- GIVEN EXERCISE:
Can you rewrite the records below, swapping "sneaker" for "trainer" wherever it appears and leaving everything else unchanged?

- DATA EXTRACT:
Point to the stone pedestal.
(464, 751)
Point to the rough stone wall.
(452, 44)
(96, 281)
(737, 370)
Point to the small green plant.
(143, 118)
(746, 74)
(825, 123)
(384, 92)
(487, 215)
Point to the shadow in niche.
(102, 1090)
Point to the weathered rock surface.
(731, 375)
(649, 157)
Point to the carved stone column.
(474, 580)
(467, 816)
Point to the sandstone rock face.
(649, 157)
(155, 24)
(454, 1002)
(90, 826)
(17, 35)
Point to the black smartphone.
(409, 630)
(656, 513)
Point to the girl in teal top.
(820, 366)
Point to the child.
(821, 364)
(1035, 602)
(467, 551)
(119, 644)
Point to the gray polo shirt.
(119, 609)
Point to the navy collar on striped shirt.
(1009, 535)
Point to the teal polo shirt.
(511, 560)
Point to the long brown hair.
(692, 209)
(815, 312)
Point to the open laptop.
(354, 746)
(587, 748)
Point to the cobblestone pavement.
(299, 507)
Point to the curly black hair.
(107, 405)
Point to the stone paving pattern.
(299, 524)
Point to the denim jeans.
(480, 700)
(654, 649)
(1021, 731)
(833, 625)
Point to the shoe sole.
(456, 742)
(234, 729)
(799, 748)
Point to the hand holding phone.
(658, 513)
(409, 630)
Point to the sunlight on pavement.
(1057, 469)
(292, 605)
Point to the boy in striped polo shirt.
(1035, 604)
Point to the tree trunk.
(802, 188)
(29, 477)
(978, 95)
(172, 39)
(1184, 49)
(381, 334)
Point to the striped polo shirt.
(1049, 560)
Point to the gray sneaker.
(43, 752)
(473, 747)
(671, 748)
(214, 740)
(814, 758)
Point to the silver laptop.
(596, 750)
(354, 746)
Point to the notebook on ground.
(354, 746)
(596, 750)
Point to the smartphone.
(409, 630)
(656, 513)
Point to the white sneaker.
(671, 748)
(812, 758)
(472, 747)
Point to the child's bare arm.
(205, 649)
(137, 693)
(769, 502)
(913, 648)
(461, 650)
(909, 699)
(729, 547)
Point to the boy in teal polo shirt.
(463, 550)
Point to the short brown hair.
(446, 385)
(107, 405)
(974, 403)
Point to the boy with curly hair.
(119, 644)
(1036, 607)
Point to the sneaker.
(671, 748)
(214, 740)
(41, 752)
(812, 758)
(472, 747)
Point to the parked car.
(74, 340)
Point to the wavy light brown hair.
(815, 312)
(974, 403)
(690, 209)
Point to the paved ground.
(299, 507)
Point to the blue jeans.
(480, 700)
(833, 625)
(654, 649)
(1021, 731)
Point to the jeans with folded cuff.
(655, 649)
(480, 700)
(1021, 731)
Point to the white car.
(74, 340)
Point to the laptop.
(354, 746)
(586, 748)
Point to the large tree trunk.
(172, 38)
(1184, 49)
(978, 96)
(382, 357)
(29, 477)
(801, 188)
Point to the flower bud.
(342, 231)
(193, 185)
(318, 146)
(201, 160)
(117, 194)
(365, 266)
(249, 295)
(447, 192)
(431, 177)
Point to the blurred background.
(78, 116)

- REPLY TO THE TASK:
Point to the stone pedestal.
(464, 751)
Point to the rough stone wall.
(452, 44)
(96, 281)
(737, 370)
Point to the small green plant.
(143, 118)
(746, 74)
(825, 123)
(384, 92)
(487, 215)
Point to the shadow in niche.
(102, 1090)
Point to the weathered rock surface.
(731, 375)
(649, 157)
Point to the carved stone column.
(474, 580)
(467, 816)
Point to the sandstone rock face.
(649, 157)
(155, 24)
(454, 1002)
(90, 826)
(17, 35)
Point to the black smartphone.
(409, 630)
(656, 513)
Point to the girl in teal top.
(820, 366)
Point to the child.
(821, 364)
(1035, 602)
(467, 551)
(119, 644)
Point to the gray polo shirt.
(119, 609)
Point to the navy collar on striped shirt.
(1009, 535)
Point to the teal polo shirt.
(511, 560)
Point to the long brown hair.
(692, 209)
(815, 312)
Point to the open laptop.
(354, 746)
(587, 748)
Point to the cobblestone pavement.
(299, 507)
Point to the curly black hair.
(107, 405)
Point to the stone paving pattern.
(299, 524)
Point to the denim jeans.
(480, 700)
(654, 649)
(1021, 731)
(833, 625)
Point to the shoe sole.
(456, 742)
(234, 729)
(799, 748)
Point to the hand holding phone.
(658, 513)
(409, 630)
Point to the sunlight on pavement.
(1057, 469)
(292, 605)
Point to the boy in striped polo shirt.
(1035, 604)
Point to the tree trunk.
(802, 188)
(29, 477)
(978, 95)
(172, 39)
(1184, 49)
(381, 334)
Point to the striped polo shirt.
(1049, 560)
Point to the gray trainer.
(43, 752)
(473, 747)
(671, 748)
(214, 740)
(814, 758)
Point to the silver laptop.
(596, 750)
(354, 746)
Point to the notebook on ground.
(354, 746)
(596, 750)
Point to the smartphone.
(409, 630)
(656, 513)
Point to the white trainer.
(671, 748)
(812, 758)
(472, 747)
Point to the child's bare arm.
(205, 649)
(137, 693)
(769, 502)
(913, 648)
(461, 650)
(909, 699)
(729, 547)
Point to the boy in teal polo shirt.
(463, 550)
Point to the short brown hair.
(446, 385)
(107, 405)
(974, 403)
Point to the boy with curly hair.
(119, 644)
(1036, 607)
Point to the trainer.
(671, 748)
(214, 740)
(41, 752)
(812, 758)
(472, 747)
Point to the parked car.
(74, 340)
Point to the wavy light brown hair.
(815, 312)
(974, 403)
(690, 209)
Point to the paved ground.
(299, 507)
Point to the blue jeans.
(480, 700)
(833, 625)
(654, 649)
(1021, 731)
Point to the jeans with folded cuff.
(655, 649)
(480, 700)
(1021, 731)
Point to the white car.
(74, 340)
Point to the laptop.
(354, 746)
(586, 748)
Point to the large tree trunk.
(172, 38)
(1184, 49)
(978, 96)
(382, 357)
(29, 477)
(801, 188)
Point to the flower bud.
(342, 231)
(193, 185)
(318, 146)
(201, 160)
(117, 194)
(365, 266)
(249, 295)
(447, 192)
(431, 177)
Point to the blurred background.
(78, 116)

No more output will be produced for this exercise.